» INSTRUCTIONS FOR THE TASK
Reproduce the material in full, unchanged.

Items from a dataset
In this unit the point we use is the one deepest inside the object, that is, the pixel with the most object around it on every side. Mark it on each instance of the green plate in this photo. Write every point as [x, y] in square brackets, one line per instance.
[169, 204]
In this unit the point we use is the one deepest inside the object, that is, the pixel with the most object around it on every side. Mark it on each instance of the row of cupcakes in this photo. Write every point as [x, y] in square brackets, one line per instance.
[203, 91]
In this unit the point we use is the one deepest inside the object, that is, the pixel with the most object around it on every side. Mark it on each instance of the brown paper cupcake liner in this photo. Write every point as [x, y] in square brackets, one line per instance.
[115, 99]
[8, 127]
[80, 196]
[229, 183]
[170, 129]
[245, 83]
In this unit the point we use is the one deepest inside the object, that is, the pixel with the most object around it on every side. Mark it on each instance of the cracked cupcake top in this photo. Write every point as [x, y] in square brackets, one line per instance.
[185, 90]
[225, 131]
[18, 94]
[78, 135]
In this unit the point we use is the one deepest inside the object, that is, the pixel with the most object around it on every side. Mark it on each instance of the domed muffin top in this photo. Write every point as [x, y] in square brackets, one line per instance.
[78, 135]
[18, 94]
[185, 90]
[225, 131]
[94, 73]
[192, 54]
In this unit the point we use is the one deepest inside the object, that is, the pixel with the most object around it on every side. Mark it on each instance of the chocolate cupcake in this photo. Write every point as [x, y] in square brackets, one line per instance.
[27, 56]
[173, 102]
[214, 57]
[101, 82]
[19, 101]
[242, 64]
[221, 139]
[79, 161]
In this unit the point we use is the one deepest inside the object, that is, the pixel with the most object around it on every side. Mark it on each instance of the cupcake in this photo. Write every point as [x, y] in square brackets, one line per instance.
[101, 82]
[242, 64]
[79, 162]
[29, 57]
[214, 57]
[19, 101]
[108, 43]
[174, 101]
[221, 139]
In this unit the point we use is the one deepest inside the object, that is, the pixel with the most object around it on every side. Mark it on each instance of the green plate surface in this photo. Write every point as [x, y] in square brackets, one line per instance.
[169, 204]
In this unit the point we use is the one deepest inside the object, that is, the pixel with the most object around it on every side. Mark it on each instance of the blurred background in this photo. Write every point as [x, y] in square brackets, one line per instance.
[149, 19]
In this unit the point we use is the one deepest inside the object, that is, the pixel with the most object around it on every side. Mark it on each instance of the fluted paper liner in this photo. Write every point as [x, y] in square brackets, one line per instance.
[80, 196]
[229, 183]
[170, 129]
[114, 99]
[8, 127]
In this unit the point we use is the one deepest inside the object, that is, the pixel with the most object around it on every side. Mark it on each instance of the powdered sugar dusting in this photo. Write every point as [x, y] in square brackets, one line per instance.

» EXERCISE RESPONSE
In this unit the point we use is the one deepest inside the object, that is, the pixel with the most object around it on every side. Mark it on each instance of the green plate in this photo. Write every point as [x, y] in square brackets, one line per instance.
[169, 204]
In this unit the point we use is the one deepest inside the object, that is, the pixel with the most object around it on every side. Mark it on each instance of the row of cupcakes in this photo. Write every point as [x, y] in square brackets, one line per instance.
[203, 91]
In this unit the point we use is the one deepest inside the object, that is, the pixel with the most object around it on every side. Mark it on each instance of the brown paper cupcake liner in this photo. Write every point as [x, y] in square brackets, one line per instance.
[115, 99]
[8, 127]
[80, 196]
[229, 183]
[170, 129]
[245, 83]
In this unit the point we use is the one deepest inside the object, that is, the pixel with the most object around it on every side. Mark it on each instance of the cracked cupcake top in this photo. Write every point as [x, y] in square brackets, one line per instance.
[185, 90]
[225, 131]
[18, 94]
[78, 135]
In this unit the point we use is the one deepest inside the object, that is, the pixel with the most object around it on every side. Mark it on each instance of the domed muffin top in this photo. Write every point as [x, y] in square brackets, one line per instance.
[78, 135]
[18, 94]
[185, 90]
[225, 131]
[94, 73]
[192, 54]
In this unit the point we use is the one deepest inside the object, that is, the pixel with the most object around it on every side. Mark it on each instance of the chocolate cupcake in this photo. Write every point as [x, y] in square brackets, one line per instance.
[27, 56]
[173, 102]
[214, 57]
[101, 82]
[19, 101]
[242, 64]
[221, 139]
[79, 161]
In this unit the point we use is the one deepest inside the object, that is, the pixel with the most object around it on every side. Mark it on each instance of the cupcake in this photo. Write every point as [x, y] in square brackets, one line per instance.
[101, 82]
[242, 64]
[79, 162]
[29, 57]
[214, 57]
[19, 101]
[108, 43]
[174, 101]
[221, 139]
In this unit the point we use is the one deepest inside the object, that is, the pixel with the most object around it on every side. Mark it on each instance of the green plate surface in this photo. Write every point as [x, y] in square brackets, one line per instance.
[169, 204]
In this unit the point we use is the one deepest inside the object, that is, the pixel with the most object around it on every side. Mark it on each instance of the blurred background in this photo. Write every point as [x, y] in square brackets, one line per instance.
[149, 19]
In this unit the point we use is the one deepest inside the object, that is, the pixel with the most object around it on every side. Mark it on each instance of the fluted paper liner in this photo. Write every point as [x, y] in square brackets, one line per instance.
[80, 196]
[229, 183]
[170, 129]
[114, 99]
[8, 127]
In this unit the point we use is the one deepest inside the object, that is, the pixel with the most object around it on every side. Mark it on each instance of the powdered sugar dusting in this photo. Write every point as [x, y] in square brackets, one line per instance.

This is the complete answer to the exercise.